Passage provided:
|---|

World Cup Dividing the World, Not Uniting: Currie

By Roger Currie

It’s the middle of June and people are still paying big money to watch hockey in places like Texas and Los Angeles. In Brazil meanwhile, not all the seats have sold for the FIFA World Cup which will be lighting up TV screens around the world for the next several weeks.

Soccer is called The Beautiful Game. At the World Cup level, it truly is, but I can’t help but wonder why Canadian men are not there in Rio and Sao Paulo? Are we not told that twice as many Canadian kids play soccer rather than hockey?

The difference in the cost of equipment is one obvious reason. And soccer has always been there. When I was in elementary school in Winnipeg in the 1950’s, we played soccer at recess all winter long. We played even the day after a six inch snowfall, and when it was 20 below and colder. Strange that none of us ever got to compete in the World Cup.

Canadian women do better on soccer’s world stage than our men, and they can draw a crowd. 28,000 recently showed up in Winnipeg for a friendly against the American women. The colourful jerseys that you see at soccer games are fabulous, much cooler than football and hockey shirts.

|---|

Provided information:
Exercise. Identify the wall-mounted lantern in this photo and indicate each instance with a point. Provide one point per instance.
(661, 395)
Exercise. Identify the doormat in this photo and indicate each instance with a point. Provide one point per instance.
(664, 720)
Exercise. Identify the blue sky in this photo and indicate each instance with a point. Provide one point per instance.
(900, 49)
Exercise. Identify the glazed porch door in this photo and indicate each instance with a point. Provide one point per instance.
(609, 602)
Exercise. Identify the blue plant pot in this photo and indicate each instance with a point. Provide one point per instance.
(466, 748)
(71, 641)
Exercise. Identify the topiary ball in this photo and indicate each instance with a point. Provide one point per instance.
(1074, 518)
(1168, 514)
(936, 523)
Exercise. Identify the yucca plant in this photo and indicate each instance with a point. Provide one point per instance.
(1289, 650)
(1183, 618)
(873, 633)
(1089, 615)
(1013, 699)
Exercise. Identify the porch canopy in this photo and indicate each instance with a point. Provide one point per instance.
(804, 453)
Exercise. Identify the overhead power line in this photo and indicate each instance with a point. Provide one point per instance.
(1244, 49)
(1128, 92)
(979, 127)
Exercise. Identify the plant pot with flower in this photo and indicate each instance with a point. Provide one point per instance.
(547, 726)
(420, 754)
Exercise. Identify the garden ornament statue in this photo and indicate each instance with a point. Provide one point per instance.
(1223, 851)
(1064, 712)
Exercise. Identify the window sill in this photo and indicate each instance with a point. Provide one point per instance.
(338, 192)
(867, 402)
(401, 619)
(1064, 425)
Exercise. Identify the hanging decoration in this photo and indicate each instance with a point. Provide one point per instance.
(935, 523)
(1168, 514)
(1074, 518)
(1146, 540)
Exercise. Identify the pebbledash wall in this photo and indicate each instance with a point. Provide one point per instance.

|---|

Problem:
Please extract the passage of the World Cup column from "Soccer is called" up to and including "the World Cup.".

Output of the exercise:
Soccer is called The Beautiful Game. At the World Cup level, it truly is, but I can’t help but wonder why Canadian men are not there in Rio and Sao Paulo? Are we not told that twice as many Canadian kids play soccer rather than hockey?

The difference in the cost of equipment is one obvious reason. And soccer has always been there. When I was in elementary school in Winnipeg in the 1950’s, we played soccer at recess all winter long. We played even the day after a six inch snowfall, and when it was 20 below and colder. Strange that none of us ever got to compete in the World Cup.